■ Data ■
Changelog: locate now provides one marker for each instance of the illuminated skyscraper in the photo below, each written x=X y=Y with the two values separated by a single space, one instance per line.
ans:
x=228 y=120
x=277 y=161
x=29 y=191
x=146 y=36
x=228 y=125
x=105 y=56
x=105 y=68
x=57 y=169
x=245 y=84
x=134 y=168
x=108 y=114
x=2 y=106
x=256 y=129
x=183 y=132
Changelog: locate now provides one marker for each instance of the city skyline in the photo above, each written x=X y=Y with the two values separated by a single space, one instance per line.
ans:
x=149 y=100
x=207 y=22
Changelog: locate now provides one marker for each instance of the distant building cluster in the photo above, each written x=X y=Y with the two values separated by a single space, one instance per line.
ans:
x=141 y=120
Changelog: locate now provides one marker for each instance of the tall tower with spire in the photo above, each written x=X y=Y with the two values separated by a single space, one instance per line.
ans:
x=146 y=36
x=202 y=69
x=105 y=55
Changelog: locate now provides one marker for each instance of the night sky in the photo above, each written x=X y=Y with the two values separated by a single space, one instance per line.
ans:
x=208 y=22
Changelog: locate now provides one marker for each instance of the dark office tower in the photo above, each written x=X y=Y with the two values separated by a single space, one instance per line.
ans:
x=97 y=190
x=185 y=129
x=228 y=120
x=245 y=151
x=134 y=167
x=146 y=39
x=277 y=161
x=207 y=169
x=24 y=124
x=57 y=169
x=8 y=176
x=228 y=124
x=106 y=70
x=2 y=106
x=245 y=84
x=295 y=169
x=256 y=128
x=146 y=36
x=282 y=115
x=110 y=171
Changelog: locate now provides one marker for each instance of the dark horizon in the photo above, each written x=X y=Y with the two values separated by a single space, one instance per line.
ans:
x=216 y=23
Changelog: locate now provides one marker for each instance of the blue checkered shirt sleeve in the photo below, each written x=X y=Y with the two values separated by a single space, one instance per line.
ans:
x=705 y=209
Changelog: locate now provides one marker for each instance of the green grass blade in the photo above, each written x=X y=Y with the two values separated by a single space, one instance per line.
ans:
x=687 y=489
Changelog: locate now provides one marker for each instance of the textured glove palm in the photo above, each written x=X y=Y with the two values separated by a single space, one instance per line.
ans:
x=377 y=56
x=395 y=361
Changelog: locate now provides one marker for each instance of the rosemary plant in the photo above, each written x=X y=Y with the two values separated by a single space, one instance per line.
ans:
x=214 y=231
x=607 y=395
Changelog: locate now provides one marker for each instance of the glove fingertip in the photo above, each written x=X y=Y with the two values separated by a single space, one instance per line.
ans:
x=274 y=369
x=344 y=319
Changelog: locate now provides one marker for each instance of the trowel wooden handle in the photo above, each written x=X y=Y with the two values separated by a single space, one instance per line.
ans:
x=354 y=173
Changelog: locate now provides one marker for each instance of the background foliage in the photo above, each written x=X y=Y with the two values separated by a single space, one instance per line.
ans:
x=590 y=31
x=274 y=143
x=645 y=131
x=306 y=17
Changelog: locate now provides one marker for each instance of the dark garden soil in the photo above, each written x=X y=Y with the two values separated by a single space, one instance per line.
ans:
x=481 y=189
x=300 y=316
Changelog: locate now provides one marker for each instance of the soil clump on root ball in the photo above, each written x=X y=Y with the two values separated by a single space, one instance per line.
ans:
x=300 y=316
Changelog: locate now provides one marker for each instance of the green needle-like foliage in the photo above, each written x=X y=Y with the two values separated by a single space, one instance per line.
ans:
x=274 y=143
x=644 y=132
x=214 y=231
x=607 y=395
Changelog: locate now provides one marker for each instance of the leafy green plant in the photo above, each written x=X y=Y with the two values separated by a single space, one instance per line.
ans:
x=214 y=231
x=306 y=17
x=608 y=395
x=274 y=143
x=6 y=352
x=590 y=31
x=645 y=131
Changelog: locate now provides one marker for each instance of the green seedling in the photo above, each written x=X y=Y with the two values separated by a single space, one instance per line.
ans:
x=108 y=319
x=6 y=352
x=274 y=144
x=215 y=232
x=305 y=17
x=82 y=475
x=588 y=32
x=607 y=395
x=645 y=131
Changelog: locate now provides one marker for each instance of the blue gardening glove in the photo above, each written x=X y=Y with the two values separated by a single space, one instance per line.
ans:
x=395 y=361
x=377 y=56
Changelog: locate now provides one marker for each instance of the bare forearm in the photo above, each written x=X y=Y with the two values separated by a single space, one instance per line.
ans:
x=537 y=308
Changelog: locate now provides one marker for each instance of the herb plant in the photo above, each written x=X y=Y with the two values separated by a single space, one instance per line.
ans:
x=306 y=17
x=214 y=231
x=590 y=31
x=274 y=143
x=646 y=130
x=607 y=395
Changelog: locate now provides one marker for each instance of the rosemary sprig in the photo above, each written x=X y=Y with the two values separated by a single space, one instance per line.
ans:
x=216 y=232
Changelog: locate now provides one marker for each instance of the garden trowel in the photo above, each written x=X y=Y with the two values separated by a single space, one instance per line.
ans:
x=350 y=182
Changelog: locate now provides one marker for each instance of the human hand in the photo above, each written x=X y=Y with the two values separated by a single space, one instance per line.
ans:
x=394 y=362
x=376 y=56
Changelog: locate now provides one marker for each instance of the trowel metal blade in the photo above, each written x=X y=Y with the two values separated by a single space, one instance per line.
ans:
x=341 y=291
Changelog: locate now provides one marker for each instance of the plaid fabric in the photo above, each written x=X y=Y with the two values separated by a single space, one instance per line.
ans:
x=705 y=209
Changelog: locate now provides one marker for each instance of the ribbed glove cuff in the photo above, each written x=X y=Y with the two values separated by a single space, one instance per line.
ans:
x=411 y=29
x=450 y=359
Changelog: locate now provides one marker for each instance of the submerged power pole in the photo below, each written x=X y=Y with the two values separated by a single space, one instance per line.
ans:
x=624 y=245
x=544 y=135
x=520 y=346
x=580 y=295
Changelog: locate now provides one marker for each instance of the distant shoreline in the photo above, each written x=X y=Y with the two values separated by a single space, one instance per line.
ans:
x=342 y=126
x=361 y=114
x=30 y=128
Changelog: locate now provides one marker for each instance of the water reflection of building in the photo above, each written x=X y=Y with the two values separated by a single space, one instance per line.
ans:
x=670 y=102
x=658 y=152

---

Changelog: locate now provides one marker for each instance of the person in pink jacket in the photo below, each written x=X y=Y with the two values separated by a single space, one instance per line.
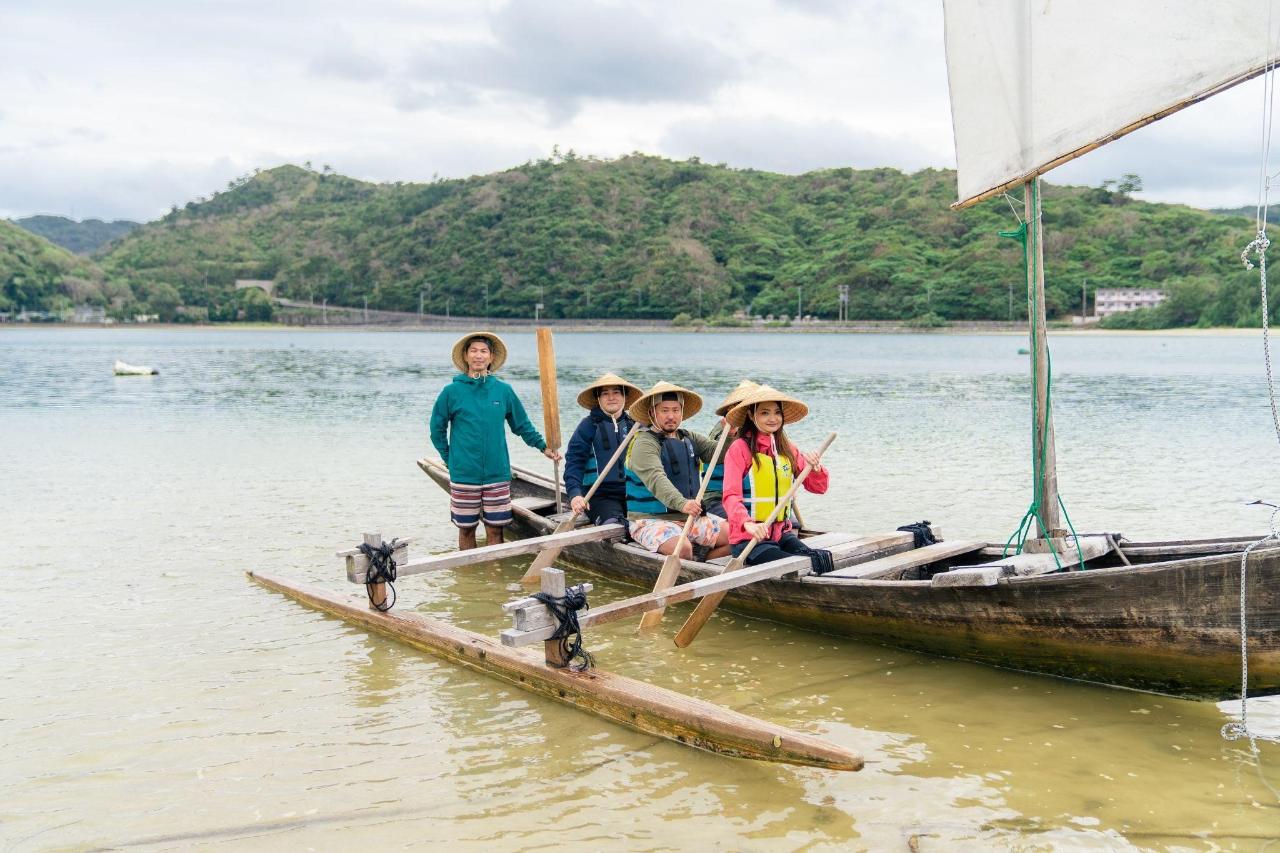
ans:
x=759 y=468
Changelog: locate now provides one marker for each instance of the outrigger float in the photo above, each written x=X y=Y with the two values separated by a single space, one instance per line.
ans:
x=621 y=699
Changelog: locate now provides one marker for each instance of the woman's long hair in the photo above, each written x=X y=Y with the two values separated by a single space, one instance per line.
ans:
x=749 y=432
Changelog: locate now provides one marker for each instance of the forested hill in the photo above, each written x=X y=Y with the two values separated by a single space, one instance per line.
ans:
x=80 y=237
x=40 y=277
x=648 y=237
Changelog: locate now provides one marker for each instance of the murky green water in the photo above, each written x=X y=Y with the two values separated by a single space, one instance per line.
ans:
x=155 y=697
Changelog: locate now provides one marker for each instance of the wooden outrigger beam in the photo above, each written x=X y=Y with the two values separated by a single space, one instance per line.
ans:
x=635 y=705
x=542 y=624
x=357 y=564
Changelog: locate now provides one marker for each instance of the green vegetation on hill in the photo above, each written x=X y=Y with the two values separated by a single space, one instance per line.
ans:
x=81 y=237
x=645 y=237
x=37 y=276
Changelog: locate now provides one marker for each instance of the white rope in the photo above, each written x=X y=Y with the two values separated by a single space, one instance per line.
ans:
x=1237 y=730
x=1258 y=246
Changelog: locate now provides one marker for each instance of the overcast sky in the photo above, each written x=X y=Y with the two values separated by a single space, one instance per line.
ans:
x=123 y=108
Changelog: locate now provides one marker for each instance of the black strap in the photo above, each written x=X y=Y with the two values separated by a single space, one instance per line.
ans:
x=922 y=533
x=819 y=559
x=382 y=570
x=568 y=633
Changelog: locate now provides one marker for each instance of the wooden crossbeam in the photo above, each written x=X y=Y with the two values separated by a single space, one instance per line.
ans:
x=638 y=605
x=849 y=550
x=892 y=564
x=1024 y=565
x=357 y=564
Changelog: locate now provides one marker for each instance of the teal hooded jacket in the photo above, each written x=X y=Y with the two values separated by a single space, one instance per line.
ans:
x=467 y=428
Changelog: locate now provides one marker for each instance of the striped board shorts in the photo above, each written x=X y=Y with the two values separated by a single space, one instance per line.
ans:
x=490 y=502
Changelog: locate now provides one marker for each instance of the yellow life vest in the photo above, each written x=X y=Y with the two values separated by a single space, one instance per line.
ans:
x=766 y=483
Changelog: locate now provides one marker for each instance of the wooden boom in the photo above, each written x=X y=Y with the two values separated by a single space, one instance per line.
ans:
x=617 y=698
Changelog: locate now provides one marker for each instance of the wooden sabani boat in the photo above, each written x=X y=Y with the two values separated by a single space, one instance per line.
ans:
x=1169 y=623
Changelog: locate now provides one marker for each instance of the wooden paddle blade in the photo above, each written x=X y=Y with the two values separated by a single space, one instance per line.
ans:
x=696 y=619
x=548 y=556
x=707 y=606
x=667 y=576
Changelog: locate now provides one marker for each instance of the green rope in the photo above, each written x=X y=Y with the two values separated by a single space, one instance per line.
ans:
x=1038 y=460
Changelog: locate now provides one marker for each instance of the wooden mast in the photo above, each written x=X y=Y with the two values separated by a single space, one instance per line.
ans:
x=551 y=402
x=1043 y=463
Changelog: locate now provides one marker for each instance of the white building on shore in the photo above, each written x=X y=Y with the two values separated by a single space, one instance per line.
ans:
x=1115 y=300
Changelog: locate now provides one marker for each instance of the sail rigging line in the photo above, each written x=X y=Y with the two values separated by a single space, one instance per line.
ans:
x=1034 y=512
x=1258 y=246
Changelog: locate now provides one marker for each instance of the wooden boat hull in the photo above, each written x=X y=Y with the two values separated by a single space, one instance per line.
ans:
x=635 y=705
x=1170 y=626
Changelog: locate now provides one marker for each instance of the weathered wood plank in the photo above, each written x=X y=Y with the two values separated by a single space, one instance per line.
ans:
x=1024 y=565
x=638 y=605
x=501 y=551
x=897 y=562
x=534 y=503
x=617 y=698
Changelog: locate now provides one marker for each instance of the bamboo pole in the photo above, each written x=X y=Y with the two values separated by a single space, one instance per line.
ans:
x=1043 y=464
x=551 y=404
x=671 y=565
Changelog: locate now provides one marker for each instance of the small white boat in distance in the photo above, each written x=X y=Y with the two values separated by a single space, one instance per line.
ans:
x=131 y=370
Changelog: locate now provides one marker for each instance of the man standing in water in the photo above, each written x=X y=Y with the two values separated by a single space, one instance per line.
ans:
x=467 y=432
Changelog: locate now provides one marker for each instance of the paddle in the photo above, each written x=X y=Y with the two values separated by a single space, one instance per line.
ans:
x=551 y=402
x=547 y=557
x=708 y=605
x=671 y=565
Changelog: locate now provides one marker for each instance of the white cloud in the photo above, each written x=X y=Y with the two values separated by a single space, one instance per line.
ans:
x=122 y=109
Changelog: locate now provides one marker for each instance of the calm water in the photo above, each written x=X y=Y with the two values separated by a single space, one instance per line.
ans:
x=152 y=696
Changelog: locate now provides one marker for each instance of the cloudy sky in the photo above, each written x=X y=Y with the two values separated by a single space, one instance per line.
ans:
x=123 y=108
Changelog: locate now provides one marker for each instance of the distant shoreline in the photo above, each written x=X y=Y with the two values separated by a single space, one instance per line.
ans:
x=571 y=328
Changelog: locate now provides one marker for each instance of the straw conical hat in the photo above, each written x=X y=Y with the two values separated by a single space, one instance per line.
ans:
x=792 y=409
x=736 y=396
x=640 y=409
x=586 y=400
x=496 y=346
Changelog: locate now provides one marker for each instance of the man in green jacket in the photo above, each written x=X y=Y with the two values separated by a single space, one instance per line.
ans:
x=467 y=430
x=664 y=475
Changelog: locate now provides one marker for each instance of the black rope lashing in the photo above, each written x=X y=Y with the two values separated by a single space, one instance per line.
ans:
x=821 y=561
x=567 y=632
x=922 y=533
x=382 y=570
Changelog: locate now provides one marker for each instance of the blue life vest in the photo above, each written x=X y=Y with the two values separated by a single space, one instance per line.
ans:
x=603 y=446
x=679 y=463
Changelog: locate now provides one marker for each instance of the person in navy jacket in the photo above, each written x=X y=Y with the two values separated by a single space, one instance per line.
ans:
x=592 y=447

■ What the exercise asks ■
From the records given above, copy all lines containing "water".

■ Answer box ■
Changelog: locate now provides one marker for each instance of the water reflection of building in the photo above, each written x=X y=Y with the two values separated by a single space, one instance per line.
Changelog: locate now provides one marker for each instance of the murky green water in the photo above, each written x=X y=Y with the two values separated by a single space, one instance per line.
Changelog: locate now provides one marker for each instance of the man standing in water in the photo above, each written x=X y=Y with the two values separated by a single space, one instance per line.
Changelog: locate now provides one marker for each instance of the calm water in the photo above, each written x=X y=Y with the two values separated by a single space, one instance per line.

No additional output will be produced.